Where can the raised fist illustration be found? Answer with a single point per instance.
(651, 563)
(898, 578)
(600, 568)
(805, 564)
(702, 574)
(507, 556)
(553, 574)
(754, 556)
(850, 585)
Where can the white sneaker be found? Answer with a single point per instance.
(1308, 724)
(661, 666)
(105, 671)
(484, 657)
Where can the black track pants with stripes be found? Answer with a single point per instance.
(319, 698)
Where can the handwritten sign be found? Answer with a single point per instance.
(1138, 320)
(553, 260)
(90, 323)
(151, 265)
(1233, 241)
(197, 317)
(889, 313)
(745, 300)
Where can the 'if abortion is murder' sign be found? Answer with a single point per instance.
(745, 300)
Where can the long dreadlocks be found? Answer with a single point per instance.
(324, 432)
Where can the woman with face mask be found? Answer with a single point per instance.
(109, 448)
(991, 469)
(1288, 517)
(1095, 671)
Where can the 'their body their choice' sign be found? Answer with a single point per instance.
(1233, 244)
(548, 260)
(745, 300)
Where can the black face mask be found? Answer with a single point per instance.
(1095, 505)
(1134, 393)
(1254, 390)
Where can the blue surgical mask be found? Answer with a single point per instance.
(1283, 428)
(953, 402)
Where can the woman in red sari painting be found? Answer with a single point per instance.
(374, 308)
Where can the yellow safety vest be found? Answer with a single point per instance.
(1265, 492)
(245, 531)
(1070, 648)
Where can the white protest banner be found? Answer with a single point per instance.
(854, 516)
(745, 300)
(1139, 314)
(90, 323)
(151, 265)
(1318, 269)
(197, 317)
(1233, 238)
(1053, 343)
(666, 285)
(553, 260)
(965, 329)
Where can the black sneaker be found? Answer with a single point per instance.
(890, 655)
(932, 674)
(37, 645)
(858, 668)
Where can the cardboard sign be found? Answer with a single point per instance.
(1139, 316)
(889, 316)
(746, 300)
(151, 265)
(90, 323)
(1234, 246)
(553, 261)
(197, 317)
■ ■ ■ ■
● **PROBLEM DETAILS**: Repeat, word for word, all the lines above.

● **SOLVED EXERCISE**:
Where can the raised fist illustration be found? Answer with a single point per instance.
(651, 563)
(898, 578)
(600, 568)
(805, 564)
(702, 574)
(507, 556)
(553, 574)
(754, 556)
(850, 585)
Where can the white sneaker be found? Answer with a single point per instance.
(1308, 724)
(661, 666)
(105, 671)
(484, 657)
Where can the black track pants with stripes be found? Answer with a single point per instance.
(319, 698)
Where can the handwritten sign be found? Answer with a single point per instance.
(1138, 320)
(553, 260)
(90, 323)
(151, 265)
(1233, 241)
(197, 317)
(889, 313)
(745, 300)
Where can the 'if abortion is murder' sign be found? Answer with a single point per instance.
(745, 300)
Where can the long dreadlocks be found? Answer with a single point per instance.
(324, 432)
Where can the woman with face mask be found? Answer with a single point per instance.
(109, 448)
(991, 469)
(1288, 517)
(1095, 671)
Where can the 'their body their choice' sign be found? Answer with a single point per instance.
(1233, 244)
(548, 260)
(745, 300)
Where can the black face mask be found? Answer with a single point per instance.
(1095, 505)
(1134, 393)
(1254, 390)
Where can the blue surgical mask be found? Answer with a single point per instance.
(1283, 428)
(953, 402)
Where can the woman in red sari painting be found? Answer with a single point per instance.
(374, 308)
Where can the yellow safety vest be found? Answer with a single point per instance.
(1265, 492)
(245, 531)
(1070, 648)
Where can the white protest banner be found? Answer with a single point per instance.
(854, 516)
(745, 300)
(1139, 314)
(90, 323)
(151, 265)
(1318, 269)
(197, 317)
(1233, 238)
(1053, 343)
(666, 285)
(553, 260)
(965, 329)
Where can the black sneaker be found? Answer with a single point per instance.
(890, 655)
(932, 674)
(37, 645)
(858, 668)
Where can the cardboard sign be found? Answer with a single point per instance.
(1139, 316)
(889, 316)
(746, 300)
(151, 265)
(90, 323)
(1234, 246)
(553, 261)
(197, 317)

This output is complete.